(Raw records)
▼
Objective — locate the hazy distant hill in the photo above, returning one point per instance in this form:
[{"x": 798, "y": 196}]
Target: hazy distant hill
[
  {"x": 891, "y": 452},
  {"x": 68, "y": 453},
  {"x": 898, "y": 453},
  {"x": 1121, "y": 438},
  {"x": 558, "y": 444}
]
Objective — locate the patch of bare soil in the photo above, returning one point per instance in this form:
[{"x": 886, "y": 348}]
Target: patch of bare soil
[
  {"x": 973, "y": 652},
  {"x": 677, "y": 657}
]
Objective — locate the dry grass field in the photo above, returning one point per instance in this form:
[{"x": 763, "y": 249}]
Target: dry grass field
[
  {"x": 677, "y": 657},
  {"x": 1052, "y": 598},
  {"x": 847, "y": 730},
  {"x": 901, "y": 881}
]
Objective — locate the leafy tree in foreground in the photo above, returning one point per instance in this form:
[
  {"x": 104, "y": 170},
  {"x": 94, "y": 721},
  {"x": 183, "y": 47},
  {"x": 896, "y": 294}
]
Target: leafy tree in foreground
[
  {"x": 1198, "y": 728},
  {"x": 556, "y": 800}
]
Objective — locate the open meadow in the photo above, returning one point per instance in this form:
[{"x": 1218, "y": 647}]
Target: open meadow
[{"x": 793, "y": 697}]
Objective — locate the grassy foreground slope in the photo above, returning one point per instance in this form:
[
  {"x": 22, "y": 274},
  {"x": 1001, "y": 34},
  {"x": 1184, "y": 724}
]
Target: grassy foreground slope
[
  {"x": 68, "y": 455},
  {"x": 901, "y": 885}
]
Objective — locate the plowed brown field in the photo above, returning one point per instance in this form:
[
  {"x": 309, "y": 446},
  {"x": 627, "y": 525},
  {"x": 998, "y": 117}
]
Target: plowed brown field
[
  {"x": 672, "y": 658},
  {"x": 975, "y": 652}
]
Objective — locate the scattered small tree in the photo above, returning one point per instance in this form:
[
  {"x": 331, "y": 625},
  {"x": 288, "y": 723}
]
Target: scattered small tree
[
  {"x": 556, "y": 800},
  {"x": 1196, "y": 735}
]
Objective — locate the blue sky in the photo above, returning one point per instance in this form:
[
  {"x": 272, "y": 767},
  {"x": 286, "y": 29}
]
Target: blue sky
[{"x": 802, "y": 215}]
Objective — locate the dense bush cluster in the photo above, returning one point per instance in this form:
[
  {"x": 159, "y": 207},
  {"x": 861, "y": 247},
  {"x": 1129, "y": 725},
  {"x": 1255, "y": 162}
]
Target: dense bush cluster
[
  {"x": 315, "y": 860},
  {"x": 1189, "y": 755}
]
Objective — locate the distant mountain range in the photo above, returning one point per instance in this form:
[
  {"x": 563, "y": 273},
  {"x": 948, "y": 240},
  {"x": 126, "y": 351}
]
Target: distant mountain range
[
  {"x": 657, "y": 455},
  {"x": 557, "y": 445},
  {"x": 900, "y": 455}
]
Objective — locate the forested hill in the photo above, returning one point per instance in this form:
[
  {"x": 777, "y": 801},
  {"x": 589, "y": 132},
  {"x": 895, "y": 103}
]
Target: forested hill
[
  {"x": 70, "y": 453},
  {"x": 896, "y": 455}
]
▲
> **GOAL OF THE EXERCISE**:
Reproduce the items from the line containing "Objective — locate the blue" through the end of the items, requests included. Add 56 to every x and y coordinate in the answers.

> **EXPECTED ANSWER**:
Objective — locate the blue sky in the photo above, returning one point per instance in this form:
[
  {"x": 272, "y": 767},
  {"x": 286, "y": 29}
]
Target: blue sky
[{"x": 858, "y": 271}]
Objective — locate the dense bush cluster in the photo above, returning one point per instance in this form:
[
  {"x": 159, "y": 207},
  {"x": 861, "y": 247},
  {"x": 1129, "y": 725},
  {"x": 1255, "y": 162}
]
Target: dense bush cluster
[
  {"x": 371, "y": 916},
  {"x": 1245, "y": 811}
]
Objective — locate the distant mountain range in the photo above, returning one point per instance in this form:
[
  {"x": 563, "y": 273},
  {"x": 948, "y": 240},
  {"x": 126, "y": 351}
]
Target: distant mountain range
[
  {"x": 713, "y": 511},
  {"x": 613, "y": 501},
  {"x": 956, "y": 511}
]
Objective — locate the forested hill in the photo above, returning one point per instance in this form:
[
  {"x": 777, "y": 801},
  {"x": 589, "y": 132},
  {"x": 895, "y": 103}
]
Target: forested hill
[
  {"x": 126, "y": 509},
  {"x": 952, "y": 511}
]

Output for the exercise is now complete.